=== Records for processing ===

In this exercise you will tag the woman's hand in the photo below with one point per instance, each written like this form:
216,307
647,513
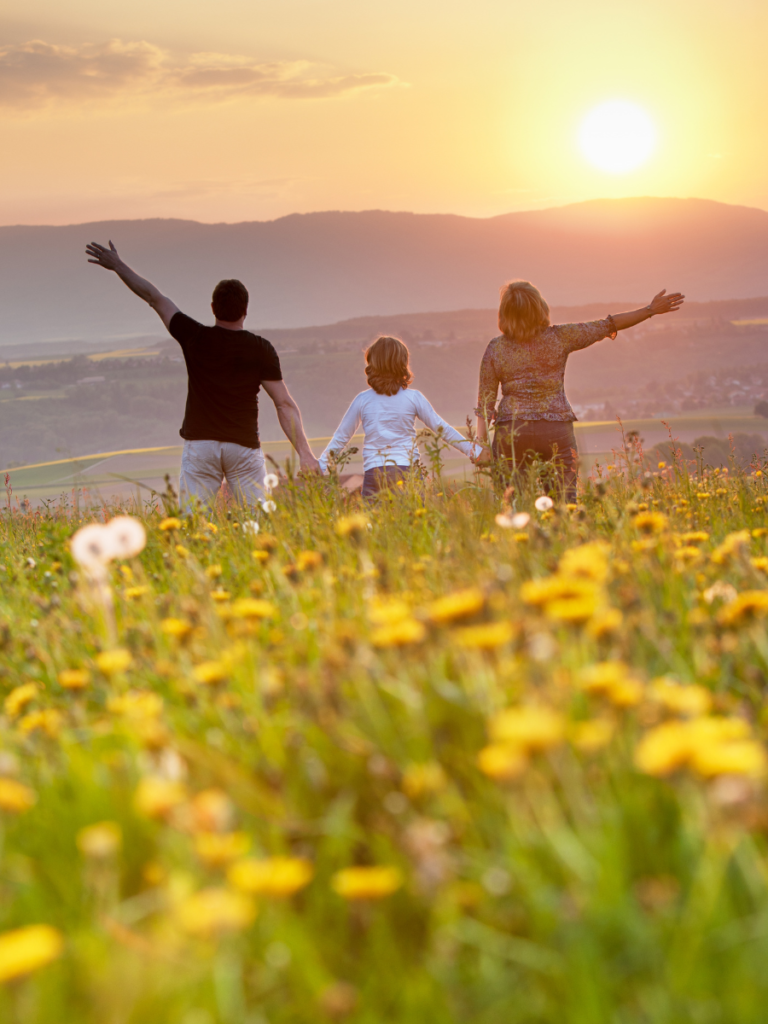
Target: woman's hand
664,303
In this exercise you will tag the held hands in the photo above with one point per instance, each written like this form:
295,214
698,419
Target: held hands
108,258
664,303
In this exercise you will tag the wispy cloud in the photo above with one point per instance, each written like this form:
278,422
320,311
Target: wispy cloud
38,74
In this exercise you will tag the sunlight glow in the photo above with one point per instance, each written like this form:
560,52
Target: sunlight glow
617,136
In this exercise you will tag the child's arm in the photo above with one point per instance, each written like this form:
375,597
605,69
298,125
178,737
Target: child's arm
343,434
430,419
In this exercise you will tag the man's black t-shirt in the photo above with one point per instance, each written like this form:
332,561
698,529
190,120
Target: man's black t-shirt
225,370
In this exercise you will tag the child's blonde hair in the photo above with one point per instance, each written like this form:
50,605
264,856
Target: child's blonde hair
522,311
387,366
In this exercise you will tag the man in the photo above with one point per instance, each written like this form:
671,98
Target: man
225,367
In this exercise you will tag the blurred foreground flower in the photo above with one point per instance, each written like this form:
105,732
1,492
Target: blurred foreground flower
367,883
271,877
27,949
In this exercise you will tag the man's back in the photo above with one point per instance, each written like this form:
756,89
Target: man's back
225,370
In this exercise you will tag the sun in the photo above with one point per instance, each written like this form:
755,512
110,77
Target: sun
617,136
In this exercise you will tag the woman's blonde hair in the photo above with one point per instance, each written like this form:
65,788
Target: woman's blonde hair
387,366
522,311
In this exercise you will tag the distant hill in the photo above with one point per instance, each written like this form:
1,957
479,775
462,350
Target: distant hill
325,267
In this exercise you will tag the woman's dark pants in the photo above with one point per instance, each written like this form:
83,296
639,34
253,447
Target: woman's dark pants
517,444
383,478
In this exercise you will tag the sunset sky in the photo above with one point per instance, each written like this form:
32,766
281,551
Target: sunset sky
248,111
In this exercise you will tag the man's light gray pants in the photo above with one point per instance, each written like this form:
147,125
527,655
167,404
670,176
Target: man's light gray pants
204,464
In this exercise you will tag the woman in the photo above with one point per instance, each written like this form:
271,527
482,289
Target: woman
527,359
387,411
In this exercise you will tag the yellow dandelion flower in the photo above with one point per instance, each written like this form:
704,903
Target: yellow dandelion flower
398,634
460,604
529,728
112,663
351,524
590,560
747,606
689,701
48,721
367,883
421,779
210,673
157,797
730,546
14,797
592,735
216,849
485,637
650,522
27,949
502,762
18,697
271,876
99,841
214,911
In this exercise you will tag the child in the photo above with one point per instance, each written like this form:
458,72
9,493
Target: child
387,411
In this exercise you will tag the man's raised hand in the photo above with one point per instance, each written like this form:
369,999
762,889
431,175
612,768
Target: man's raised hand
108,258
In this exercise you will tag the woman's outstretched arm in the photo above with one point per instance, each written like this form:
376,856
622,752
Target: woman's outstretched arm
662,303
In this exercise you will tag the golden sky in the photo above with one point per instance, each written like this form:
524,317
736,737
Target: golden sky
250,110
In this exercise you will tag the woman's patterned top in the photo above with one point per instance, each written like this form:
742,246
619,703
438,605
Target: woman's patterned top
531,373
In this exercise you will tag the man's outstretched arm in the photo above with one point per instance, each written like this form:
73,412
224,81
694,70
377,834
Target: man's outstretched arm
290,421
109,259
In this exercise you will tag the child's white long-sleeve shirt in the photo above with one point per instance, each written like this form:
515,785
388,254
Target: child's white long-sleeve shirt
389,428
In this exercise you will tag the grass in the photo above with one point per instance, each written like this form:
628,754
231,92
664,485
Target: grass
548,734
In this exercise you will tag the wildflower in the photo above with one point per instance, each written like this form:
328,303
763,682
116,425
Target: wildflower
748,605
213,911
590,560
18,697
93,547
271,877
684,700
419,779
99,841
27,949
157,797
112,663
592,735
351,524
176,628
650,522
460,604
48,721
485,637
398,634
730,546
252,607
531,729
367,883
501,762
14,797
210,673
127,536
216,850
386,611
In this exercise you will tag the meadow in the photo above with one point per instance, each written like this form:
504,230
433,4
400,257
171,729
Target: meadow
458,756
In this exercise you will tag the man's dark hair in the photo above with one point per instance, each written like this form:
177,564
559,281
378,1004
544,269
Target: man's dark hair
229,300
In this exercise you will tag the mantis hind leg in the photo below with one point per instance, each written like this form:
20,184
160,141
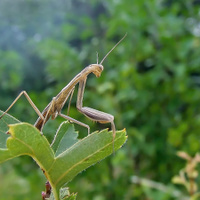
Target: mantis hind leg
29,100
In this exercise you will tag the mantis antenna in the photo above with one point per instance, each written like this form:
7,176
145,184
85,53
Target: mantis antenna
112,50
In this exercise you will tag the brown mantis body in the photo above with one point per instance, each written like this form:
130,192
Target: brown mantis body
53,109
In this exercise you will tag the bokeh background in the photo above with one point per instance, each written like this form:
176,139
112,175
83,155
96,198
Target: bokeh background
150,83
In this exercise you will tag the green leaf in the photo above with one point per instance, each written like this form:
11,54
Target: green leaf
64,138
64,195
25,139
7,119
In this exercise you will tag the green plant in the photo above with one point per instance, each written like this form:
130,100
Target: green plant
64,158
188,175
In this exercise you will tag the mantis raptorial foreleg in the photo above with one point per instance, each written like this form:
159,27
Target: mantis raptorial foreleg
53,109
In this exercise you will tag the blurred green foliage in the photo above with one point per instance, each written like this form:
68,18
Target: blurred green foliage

===
=== Records for processing ===

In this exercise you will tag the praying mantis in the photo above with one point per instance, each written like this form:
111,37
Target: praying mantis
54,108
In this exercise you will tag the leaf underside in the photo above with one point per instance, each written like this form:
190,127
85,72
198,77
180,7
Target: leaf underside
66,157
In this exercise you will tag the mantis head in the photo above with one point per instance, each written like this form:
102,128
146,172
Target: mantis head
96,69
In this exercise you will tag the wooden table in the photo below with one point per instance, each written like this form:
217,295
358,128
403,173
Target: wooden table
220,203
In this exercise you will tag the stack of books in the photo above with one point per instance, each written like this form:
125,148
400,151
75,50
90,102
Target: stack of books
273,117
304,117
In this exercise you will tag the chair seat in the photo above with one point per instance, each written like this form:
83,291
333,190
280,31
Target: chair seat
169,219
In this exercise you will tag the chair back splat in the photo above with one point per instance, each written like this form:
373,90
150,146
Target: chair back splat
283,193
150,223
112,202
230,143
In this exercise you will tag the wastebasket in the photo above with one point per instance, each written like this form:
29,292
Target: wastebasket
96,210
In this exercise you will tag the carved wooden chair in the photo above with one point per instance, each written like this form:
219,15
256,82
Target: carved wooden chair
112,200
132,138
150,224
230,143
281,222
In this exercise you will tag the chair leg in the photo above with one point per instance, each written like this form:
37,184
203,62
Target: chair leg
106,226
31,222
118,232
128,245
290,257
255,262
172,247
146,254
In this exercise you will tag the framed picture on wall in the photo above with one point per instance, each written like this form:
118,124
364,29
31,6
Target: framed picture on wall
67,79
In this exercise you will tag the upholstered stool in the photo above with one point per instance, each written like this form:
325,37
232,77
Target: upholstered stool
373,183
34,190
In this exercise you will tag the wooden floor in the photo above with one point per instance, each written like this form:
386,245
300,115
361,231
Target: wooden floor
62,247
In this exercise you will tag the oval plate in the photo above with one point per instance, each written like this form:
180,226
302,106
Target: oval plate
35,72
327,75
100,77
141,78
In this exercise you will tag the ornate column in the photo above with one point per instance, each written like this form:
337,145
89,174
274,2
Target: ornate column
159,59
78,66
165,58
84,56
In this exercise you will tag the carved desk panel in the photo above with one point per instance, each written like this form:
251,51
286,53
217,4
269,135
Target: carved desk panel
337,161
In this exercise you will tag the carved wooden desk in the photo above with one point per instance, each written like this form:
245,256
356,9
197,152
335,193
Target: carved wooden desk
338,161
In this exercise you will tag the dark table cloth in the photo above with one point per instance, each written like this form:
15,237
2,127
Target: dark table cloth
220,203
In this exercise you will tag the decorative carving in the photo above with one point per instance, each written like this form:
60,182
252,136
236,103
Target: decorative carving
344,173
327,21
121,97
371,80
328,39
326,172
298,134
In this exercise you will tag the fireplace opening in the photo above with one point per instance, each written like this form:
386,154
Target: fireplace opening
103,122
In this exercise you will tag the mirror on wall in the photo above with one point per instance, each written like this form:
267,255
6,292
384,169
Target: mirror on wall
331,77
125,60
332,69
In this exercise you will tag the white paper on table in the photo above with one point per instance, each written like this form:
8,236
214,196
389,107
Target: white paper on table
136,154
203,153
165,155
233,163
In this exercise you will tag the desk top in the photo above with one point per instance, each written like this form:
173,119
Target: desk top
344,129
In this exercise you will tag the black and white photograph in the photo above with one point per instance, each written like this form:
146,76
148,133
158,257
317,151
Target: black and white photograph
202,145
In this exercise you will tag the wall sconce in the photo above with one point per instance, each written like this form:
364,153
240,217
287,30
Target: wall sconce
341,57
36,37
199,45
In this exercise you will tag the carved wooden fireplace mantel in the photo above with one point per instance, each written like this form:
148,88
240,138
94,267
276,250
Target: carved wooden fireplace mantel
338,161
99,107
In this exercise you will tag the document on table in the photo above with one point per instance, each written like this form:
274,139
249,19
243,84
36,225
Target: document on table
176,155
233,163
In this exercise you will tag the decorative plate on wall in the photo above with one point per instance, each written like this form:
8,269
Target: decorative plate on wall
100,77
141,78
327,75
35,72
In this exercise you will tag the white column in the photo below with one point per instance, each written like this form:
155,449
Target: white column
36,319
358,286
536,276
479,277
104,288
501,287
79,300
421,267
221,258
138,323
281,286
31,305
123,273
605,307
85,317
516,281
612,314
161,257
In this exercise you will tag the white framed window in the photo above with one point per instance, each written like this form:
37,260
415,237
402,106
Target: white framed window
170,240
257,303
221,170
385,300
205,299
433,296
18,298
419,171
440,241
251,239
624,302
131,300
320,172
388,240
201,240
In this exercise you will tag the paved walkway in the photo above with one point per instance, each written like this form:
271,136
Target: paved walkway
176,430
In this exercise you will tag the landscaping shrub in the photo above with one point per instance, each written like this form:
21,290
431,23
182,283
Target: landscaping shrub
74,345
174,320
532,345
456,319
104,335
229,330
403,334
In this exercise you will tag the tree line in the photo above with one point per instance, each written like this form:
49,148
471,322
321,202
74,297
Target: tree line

===

What is expected >> Please identify and copy each line of the data above that contains the word "foreground". Letter case matters.

Exercise response >>
In this exercise you will tag the blurred foreground flower in the photo above with one point per instance, each written like this form:
Target: blurred foreground flower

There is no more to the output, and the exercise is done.